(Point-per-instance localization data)
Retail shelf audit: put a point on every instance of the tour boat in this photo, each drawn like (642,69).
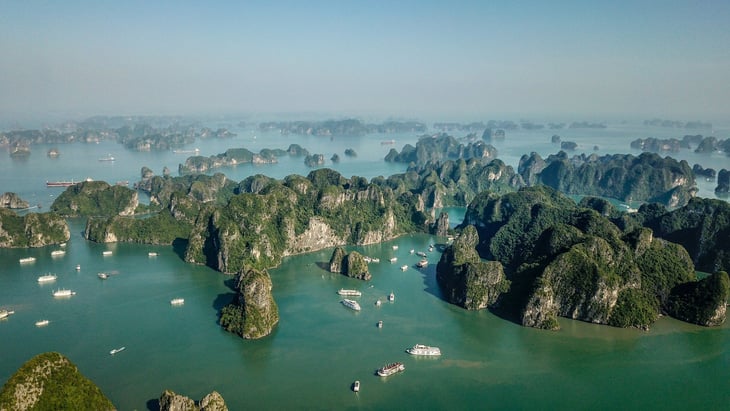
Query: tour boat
(351,304)
(116,350)
(420,349)
(391,369)
(47,278)
(63,293)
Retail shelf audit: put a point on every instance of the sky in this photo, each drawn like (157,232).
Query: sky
(414,59)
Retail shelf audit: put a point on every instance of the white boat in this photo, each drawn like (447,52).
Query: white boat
(351,304)
(420,349)
(47,278)
(116,350)
(63,293)
(391,369)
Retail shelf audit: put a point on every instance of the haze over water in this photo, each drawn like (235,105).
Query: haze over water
(320,347)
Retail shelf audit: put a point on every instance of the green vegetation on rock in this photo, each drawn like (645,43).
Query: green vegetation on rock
(49,381)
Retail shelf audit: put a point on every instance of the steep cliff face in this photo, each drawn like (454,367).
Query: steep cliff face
(49,381)
(465,279)
(170,401)
(32,230)
(254,313)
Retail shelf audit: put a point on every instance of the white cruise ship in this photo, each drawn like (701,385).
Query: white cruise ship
(47,278)
(352,293)
(351,304)
(391,369)
(420,349)
(63,293)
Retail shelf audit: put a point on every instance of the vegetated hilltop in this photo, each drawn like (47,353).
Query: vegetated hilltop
(648,177)
(32,230)
(49,381)
(568,260)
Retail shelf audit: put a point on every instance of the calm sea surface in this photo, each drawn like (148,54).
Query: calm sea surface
(320,347)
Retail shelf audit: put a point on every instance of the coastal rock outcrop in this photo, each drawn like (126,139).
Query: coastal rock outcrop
(254,313)
(32,230)
(49,381)
(170,401)
(466,280)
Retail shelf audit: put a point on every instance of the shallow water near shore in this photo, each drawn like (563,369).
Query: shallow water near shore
(319,346)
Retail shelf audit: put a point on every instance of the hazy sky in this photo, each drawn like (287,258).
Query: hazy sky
(481,59)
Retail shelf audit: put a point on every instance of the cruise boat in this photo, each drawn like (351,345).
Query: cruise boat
(353,293)
(391,369)
(47,278)
(63,293)
(116,350)
(351,304)
(420,349)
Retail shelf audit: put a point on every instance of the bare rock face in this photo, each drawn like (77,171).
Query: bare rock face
(254,313)
(170,401)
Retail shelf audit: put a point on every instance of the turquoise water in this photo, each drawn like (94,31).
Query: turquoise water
(320,347)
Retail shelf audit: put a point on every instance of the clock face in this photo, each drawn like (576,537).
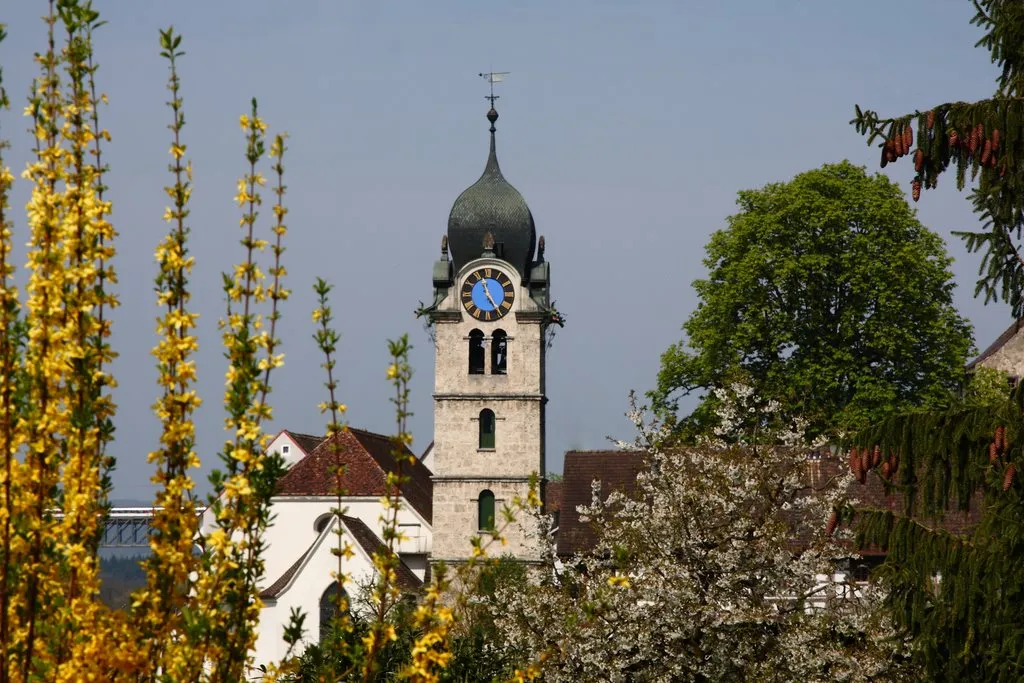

WHAT TO PRODUCE> Could you reproduce exactly, and only, the lines from the one containing "drawn like (47,353)." through the end of the records above, both included, while leaving out the pictures?

EXERCISE ANSWER>
Retail shelf audit: put a point on every instance of the vegetated hilltop in this photo, each drawn like (47,353).
Query: vegetated hilltop
(648,177)
(32,230)
(49,381)
(568,260)
Retail shelf audit: put a point on every instance of the calm sea surface in this photo, each drawn like (148,54).
Query: calm sea surface
(320,347)
Retail shelf audit: put a point on every instance of the coastal rock outcrop in this photo, each drawn like (126,139).
Query: coastal rock outcrop
(254,313)
(32,230)
(49,381)
(170,401)
(466,280)
Retail shelf audit: put a point on every instance of the shallow water near shore in this photo, each drawn like (563,369).
Query: shallow water near shore
(319,346)
Retail shelf audit: put a point on every instance of the hazy sky in this photo, each drawn like (287,258).
Query: hazy sky
(481,59)
Retail shelf audit: put a point on every instance of the cruise boat in this photo, each drawn like (351,345).
Query: cruise boat
(353,293)
(391,369)
(47,278)
(63,293)
(116,350)
(351,304)
(420,349)
Retail shelf audit: put a point on every instance of the bare rock face in this photo, each drawn like (77,171).
Query: bare rock face
(254,313)
(170,401)
Retail shelf audit: put a point on every instance of the turquoise water in this photo, each drawn like (94,31).
Query: turquoise water
(320,347)
Retail shelf audit: put a point on every instance of the clock face in this photo, each drawn like (576,537).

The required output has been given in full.